==== Material for this exercise ====

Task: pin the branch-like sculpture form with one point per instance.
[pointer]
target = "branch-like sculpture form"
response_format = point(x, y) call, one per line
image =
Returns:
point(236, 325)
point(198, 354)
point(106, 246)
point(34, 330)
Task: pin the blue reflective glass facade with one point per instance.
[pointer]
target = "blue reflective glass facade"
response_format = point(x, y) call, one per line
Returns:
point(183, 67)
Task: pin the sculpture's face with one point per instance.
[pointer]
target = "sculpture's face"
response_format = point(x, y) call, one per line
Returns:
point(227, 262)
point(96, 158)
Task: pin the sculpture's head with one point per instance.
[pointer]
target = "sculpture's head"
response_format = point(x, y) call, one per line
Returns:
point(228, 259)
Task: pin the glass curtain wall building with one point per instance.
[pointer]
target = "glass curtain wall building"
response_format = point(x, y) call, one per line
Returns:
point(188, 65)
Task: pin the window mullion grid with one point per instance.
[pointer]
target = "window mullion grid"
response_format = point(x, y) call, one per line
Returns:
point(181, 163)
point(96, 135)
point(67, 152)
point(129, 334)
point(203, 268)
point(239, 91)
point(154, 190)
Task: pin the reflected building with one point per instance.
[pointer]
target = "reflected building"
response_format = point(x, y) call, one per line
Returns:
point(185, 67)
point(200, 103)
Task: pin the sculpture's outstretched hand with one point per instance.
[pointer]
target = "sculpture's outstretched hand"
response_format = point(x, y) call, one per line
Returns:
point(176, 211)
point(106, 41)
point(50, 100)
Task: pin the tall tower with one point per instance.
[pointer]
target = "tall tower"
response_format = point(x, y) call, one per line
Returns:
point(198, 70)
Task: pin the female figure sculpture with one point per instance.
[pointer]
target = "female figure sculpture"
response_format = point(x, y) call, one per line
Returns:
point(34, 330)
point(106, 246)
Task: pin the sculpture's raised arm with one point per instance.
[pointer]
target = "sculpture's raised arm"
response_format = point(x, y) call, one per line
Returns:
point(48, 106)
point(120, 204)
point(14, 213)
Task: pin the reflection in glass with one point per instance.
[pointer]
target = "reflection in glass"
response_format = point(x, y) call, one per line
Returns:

====

→ **Directions**:
The data above should be copied exactly, with no line omitted.

→ **Answer to this exercise**:
Task: pin the branch-like sculpture form with one point per instance.
[pointer]
target = "branch-like sculpture form"
response_format = point(x, y) call, one per line
image =
Returns:
point(236, 325)
point(198, 354)
point(106, 246)
point(34, 330)
Task: pin the blue reflective glass facade with one point per instance.
[pointer]
target = "blue reflective glass facade"
response_format = point(x, y) call, one per line
Returns:
point(183, 67)
Task: pin the sculpture's face with one point per instance.
[pointer]
target = "sculpture's face"
response_format = point(x, y) call, one per line
Returns:
point(227, 262)
point(96, 158)
Task: pin the sculpture's head with one point per instance.
[pointer]
target = "sculpture's head"
response_format = point(x, y) call, one per line
Returns:
point(228, 259)
Task: pin the glass curtain wall building with one point per instance.
[pointer]
target = "glass curtain wall building"
response_format = point(x, y) call, one per line
Returns:
point(188, 65)
Task: pin the window mullion grid with one point per instance.
[pointer]
target = "window mullion grid"
response_format = point(x, y) call, one per line
Returns:
point(181, 163)
point(96, 135)
point(67, 152)
point(129, 334)
point(203, 268)
point(239, 91)
point(154, 190)
Task: pin the reflected building with one point per instance.
[pointer]
target = "reflected building"
response_format = point(x, y) call, one per line
Returns:
point(185, 67)
point(200, 103)
Task: pin the sculpture's outstretched hand with one point per instance.
[pointer]
target = "sculpture's outstretched hand"
response_format = point(x, y) call, one per line
Returns:
point(176, 211)
point(106, 41)
point(50, 100)
Task: pin the tall tower with one point per instance.
[pointer]
target = "tall tower"
response_format = point(x, y) call, one per line
Returns:
point(198, 70)
Task: pin the female figure sculpture with one point per instance.
[pointer]
target = "female figure sculpture"
response_format = point(x, y) call, one per line
Returns:
point(34, 330)
point(106, 246)
Task: pin the sculpture's raised arm with one point per instance.
[pointer]
target = "sculpture's raised arm"
response_format = point(x, y) call, one per line
Returns:
point(48, 106)
point(120, 204)
point(14, 213)
Task: pin the reflection in glass with one point per instance.
[pointer]
target = "reflection in glass"
response_format = point(x, y) call, one per line
Returns:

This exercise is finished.